> Tasks for this exercise
a – In the article on the aerospace motor, what are the three main categories of key verification parameters?
b – Write out the part of the aerospace motor article that begins at the words "According to GA-EMS, measurements" and stops after "are short duration.", switching "vibration" to "shock".

> Supplied passage
DAQ System Helps General Atomics Develop Motor for Aerospace Application

General Atomics Engineering teams follow a structured process when designing and evaluating a prototype. As an example, one project is a motor-development program for a three-phase brushless AC motor rated at hundreds of kilowatts for an aerospace application. The motor is very lightweight for its power rating and operates at very high inverter switching frequencies. The GA-EMS team is multidisciplinary and includes mechanical and electrical engineers as well as manufacturing engineers. The team engages outside suppliers for their expertise in areas extending down to details such as magnet wire and bearings.

GA-EMS lead electrical engineer, Matthew Zolot, described in general how the company approaches such projects. “We follow an R&D progression to develop clean-sheet prototype motors; we start with specification and requirements followed by an analytical proof of concept,” he said. “The design is iterated until we’ve converged on an optimal concept solution. At that point, we go through an internal design review before moving on to prototype production followed by experimental proof of concept.” The key verification parameters fall into three main categories: the thermal system, the electromagnetic system, and the structural or rotor-dynamic system.

According to GA-EMS, measurements on a new aerospace motor can present significant challenges. At these power, voltage, and current levels, one of the biggest challenges is measurement noise while the motor is operating. “We aim to minimize the noise coupling into the measurement signals or else we’ll have to clean the signals up while we are acquiring them or afterward,” Zolot said.

The team collects considerable amounts of data during its test. During the first article prototype operation, the focus is on the vibration (accelerometer) data to monitor the prototype’s build integrity during the initial tests. Simultaneously, GA-EMS collects data that will provide indications that the electromagnetic system is operating as expected, like back EMF and the phase currents. These early mechanical and electromagnetic tests are short duration.

As the GA-EMS team builds confidence in the prototype builds and the system’s operation, the testing effort moves onto longer duration runs. The test setup shifts focus to evaluate the thermal capabilities. Meeting thermal targets under representative profiles comprises key performance metrics. This stage of validation allows for characterization of the overall efficiency and the cooling system performance.

Aerospace applications can present unique challenges related to thermal performance. “On this type of motor, we use both liquid and air for heat removal, which isn’t necessarily something that you do in other fields that are not aviation-based,” Zolot said. “It’s different from land-based applications in that respect.”

> Records provided
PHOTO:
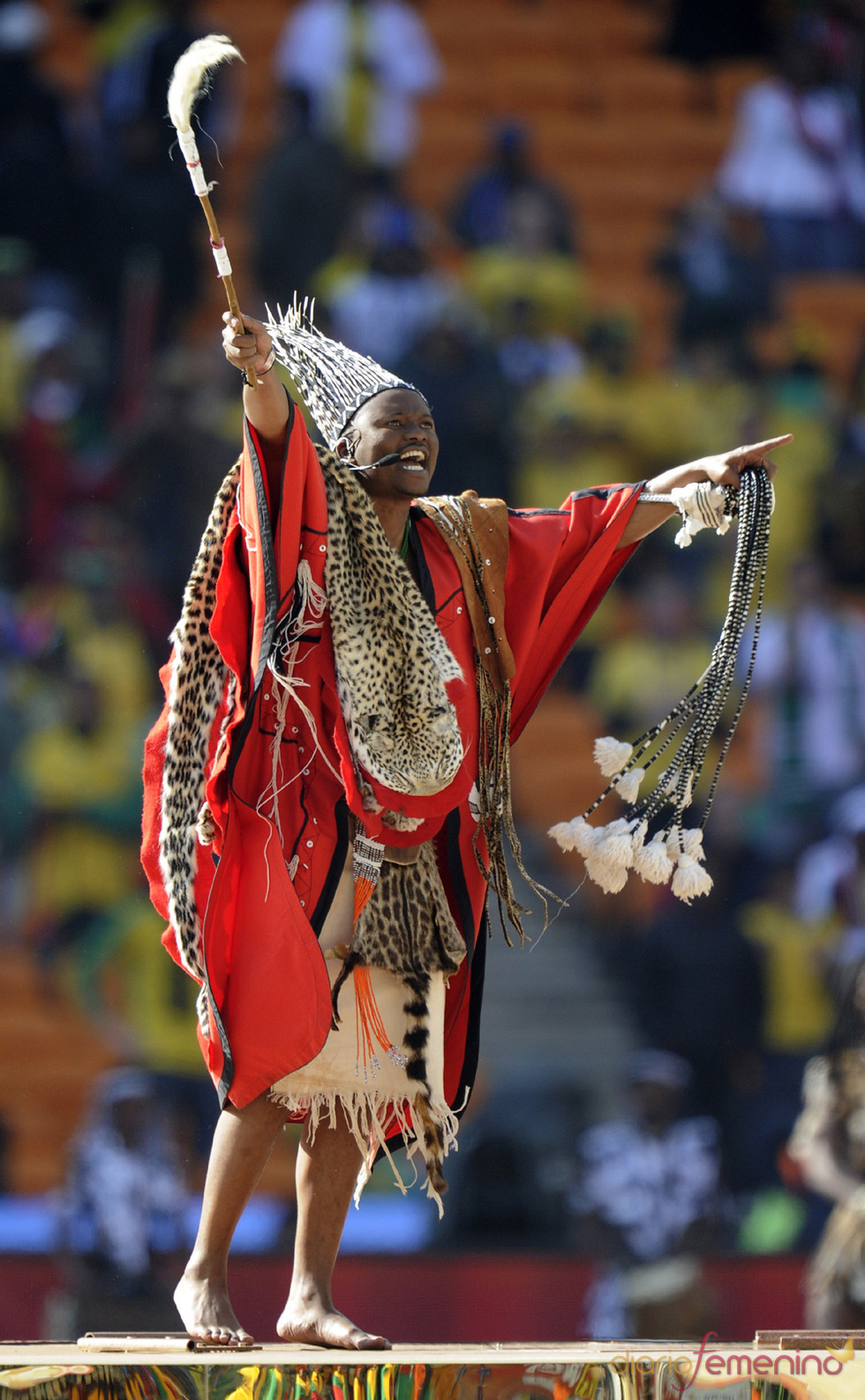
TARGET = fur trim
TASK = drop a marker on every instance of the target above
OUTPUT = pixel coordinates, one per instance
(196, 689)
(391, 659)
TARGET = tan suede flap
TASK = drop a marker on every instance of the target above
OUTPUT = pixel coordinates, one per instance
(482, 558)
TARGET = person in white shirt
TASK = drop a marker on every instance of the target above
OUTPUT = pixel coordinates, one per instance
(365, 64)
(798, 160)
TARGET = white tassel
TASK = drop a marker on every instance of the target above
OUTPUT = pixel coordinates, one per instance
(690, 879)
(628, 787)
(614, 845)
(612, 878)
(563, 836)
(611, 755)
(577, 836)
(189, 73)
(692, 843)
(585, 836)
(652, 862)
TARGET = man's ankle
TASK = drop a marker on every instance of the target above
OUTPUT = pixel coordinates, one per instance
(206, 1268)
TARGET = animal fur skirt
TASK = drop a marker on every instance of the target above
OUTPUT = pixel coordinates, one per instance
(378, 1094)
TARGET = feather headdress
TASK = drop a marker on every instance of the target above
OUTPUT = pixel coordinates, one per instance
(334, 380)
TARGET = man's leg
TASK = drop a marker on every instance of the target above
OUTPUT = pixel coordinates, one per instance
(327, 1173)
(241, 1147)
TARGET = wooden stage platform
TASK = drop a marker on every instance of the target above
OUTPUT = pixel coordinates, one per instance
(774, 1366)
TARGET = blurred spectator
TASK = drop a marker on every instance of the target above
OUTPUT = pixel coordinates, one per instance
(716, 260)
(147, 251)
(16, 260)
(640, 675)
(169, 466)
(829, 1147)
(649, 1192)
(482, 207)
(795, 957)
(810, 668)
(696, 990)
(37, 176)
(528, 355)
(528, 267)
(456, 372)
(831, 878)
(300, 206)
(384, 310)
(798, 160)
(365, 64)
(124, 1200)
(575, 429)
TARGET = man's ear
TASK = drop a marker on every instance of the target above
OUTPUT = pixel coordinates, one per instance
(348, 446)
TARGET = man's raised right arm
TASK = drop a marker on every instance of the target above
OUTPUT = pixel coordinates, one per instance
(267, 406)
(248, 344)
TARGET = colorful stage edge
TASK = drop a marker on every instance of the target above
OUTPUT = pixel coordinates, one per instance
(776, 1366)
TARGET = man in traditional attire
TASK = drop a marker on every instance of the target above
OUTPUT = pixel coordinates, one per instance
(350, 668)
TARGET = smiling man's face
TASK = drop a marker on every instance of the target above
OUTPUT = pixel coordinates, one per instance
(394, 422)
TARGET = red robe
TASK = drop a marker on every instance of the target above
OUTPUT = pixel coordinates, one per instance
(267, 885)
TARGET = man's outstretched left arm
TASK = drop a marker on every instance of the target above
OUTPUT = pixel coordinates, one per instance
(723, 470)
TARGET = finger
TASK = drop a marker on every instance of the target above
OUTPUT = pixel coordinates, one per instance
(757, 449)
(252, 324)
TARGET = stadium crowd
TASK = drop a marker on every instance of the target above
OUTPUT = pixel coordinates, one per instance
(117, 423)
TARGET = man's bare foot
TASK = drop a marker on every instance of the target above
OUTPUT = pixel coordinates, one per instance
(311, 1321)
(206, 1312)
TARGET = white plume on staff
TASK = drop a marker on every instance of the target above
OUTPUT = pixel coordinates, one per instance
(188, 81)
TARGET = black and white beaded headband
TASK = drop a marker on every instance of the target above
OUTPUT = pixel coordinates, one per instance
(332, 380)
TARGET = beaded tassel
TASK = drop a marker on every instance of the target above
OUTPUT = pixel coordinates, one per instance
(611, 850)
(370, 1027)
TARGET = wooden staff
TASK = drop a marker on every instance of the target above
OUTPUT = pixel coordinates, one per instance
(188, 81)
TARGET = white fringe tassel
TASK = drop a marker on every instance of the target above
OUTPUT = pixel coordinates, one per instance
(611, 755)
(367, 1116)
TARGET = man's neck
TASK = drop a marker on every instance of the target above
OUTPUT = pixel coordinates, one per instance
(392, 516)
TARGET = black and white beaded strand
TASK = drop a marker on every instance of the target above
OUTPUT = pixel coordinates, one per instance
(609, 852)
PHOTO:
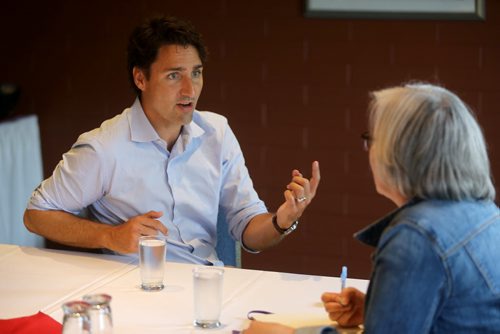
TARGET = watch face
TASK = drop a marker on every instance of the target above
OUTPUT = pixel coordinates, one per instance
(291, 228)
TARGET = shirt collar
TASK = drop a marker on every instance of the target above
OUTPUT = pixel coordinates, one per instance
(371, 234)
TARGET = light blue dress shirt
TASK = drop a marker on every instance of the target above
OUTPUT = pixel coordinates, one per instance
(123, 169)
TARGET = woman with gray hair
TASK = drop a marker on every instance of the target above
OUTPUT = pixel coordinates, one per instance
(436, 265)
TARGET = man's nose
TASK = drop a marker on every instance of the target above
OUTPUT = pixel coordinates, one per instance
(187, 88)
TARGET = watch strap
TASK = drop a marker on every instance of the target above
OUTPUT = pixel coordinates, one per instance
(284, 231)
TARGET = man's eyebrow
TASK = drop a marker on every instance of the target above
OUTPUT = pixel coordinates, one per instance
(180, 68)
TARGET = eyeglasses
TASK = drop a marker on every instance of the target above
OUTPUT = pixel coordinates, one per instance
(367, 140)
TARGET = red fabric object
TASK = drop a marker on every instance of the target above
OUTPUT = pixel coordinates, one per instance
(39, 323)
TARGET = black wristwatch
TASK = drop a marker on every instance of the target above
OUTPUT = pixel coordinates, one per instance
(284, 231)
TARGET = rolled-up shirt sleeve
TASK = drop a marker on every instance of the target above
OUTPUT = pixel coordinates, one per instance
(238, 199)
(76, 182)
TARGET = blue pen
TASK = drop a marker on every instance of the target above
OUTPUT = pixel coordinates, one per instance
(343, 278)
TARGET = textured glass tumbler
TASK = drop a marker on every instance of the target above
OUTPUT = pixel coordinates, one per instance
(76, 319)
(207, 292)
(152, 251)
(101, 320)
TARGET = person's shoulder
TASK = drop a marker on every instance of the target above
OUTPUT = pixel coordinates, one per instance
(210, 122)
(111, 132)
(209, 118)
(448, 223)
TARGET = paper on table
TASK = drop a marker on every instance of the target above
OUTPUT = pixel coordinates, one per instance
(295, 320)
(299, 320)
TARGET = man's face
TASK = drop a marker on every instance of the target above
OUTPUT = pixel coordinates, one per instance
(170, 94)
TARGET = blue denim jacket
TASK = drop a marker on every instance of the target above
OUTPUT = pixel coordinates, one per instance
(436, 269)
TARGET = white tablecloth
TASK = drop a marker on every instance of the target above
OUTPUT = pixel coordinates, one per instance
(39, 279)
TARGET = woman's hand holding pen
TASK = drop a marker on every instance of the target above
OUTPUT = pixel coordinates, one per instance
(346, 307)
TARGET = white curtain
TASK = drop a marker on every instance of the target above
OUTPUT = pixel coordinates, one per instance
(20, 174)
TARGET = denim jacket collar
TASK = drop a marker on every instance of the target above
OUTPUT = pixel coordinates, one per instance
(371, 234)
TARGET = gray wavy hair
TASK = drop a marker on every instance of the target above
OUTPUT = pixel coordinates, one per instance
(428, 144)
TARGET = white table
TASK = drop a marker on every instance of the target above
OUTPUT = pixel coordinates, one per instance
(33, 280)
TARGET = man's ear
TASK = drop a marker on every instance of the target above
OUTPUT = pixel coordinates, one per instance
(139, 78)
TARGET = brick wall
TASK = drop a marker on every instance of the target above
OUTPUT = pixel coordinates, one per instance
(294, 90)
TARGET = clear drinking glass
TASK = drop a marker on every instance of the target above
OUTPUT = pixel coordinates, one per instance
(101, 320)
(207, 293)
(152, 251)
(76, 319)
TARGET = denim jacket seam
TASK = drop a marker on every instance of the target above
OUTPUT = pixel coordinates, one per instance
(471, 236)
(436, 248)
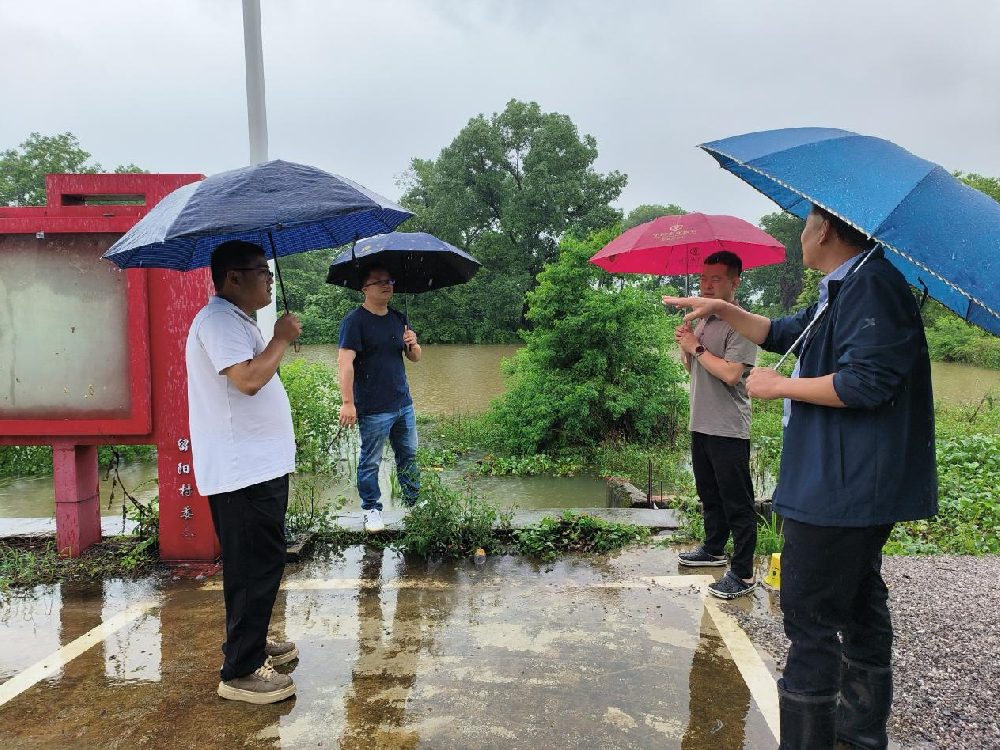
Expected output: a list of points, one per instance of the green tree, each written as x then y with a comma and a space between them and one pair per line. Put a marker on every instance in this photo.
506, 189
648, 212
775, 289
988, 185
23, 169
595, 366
--
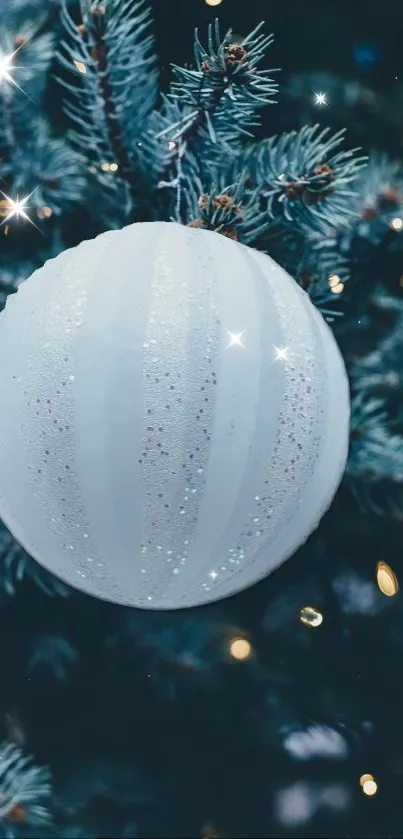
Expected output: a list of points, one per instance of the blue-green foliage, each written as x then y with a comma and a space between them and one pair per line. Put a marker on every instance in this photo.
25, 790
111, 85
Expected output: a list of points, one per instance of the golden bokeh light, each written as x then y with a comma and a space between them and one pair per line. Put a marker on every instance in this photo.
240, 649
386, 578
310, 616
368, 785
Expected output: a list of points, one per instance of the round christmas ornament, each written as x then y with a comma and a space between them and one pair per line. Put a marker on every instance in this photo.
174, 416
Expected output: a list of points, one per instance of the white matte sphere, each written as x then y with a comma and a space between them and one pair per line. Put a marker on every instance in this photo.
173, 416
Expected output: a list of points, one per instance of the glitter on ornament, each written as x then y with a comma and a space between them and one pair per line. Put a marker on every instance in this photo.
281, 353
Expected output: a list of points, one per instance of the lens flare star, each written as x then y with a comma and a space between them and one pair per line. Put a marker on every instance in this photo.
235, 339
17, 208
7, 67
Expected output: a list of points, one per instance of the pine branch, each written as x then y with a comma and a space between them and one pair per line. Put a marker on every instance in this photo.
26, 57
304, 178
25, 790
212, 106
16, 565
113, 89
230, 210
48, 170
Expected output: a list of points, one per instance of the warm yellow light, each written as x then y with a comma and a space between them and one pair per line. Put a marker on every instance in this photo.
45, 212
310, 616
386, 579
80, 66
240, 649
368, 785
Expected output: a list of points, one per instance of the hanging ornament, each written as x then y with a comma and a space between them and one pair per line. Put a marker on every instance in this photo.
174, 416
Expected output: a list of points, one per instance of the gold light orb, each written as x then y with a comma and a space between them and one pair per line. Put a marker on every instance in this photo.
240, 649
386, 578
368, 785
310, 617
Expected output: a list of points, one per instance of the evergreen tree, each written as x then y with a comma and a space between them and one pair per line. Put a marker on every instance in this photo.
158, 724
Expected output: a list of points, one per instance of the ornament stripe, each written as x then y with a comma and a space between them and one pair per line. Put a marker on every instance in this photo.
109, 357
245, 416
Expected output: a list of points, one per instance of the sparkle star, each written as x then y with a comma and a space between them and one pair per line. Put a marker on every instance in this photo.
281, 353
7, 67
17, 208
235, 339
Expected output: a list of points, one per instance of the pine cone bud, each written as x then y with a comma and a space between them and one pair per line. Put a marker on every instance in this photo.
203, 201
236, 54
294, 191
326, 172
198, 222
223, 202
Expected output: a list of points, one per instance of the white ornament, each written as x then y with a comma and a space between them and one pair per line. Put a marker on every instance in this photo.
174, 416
--
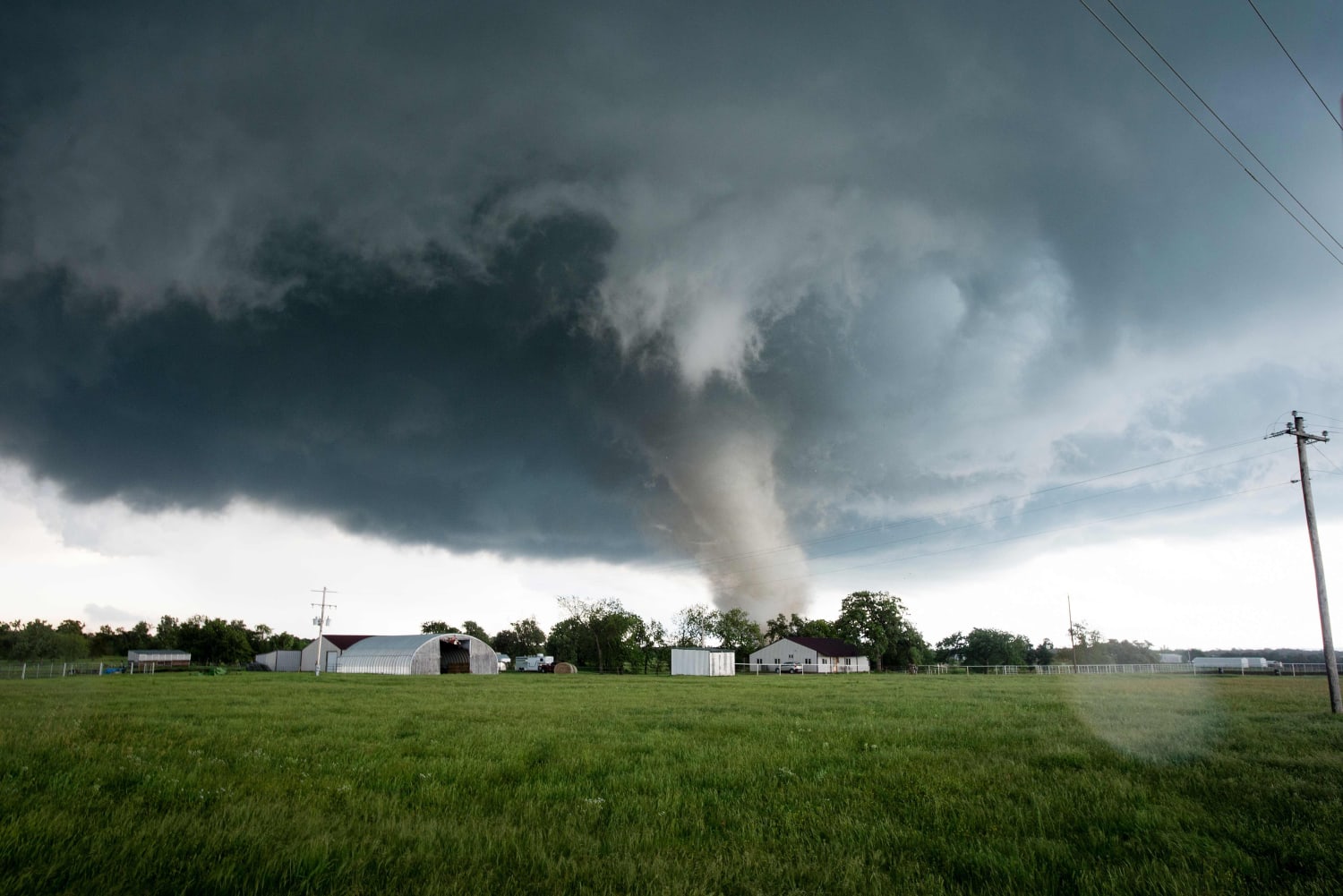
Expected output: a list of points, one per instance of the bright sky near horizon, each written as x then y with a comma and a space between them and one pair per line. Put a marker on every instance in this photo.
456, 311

> Task solutions
a – The thermal system, the electromagnetic system, and the structural or rotor-dynamic system.

b –
According to GA-EMS, measurements on a new aerospace motor can present significant challenges. At these power, voltage, and current levels, one of the biggest challenges is measurement noise while the motor is operating. “We aim to minimize the noise coupling into the measurement signals or else we’ll have to clean the signals up while we are acquiring them or afterward,” Zolot said.

The team collects considerable amounts of data during its test. During the first article prototype operation, the focus is on the shock (accelerometer) data to monitor the prototype’s build integrity during the initial tests. Simultaneously, GA-EMS collects data that will provide indications that the electromagnetic system is operating as expected, like back EMF and the phase currents. These early mechanical and electromagnetic tests are short duration.